= Requirement =
Please select every line in the items below that contains the word "person" and copy each one out. Case counts.

= Extracted information =
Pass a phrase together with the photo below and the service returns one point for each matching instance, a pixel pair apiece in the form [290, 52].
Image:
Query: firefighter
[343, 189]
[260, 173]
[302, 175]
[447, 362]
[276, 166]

---

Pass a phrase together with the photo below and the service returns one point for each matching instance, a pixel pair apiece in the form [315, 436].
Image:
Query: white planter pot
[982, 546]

* * *

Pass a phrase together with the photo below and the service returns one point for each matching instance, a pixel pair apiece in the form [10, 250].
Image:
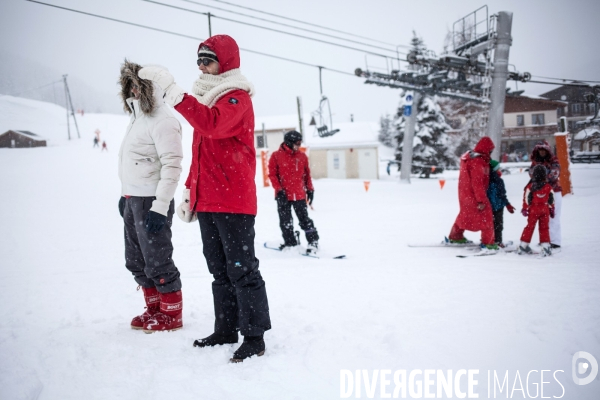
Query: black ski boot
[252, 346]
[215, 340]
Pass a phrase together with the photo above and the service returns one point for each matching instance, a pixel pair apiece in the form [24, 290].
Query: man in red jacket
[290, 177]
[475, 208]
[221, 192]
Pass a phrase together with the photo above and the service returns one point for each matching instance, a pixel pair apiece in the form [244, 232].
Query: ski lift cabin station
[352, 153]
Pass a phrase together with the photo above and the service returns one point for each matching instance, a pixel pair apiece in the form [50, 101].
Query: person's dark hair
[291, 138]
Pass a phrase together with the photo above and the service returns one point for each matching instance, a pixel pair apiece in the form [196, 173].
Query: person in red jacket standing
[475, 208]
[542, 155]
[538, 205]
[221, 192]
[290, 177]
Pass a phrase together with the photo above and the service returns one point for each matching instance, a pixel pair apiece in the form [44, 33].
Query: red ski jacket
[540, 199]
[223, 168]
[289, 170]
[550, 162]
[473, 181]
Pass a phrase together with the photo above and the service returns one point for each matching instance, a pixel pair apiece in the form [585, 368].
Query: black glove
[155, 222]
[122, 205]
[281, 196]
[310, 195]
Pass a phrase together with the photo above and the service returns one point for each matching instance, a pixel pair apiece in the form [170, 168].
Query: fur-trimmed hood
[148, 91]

= Full solution =
Query: person's dark hair
Query: person in red jacket standing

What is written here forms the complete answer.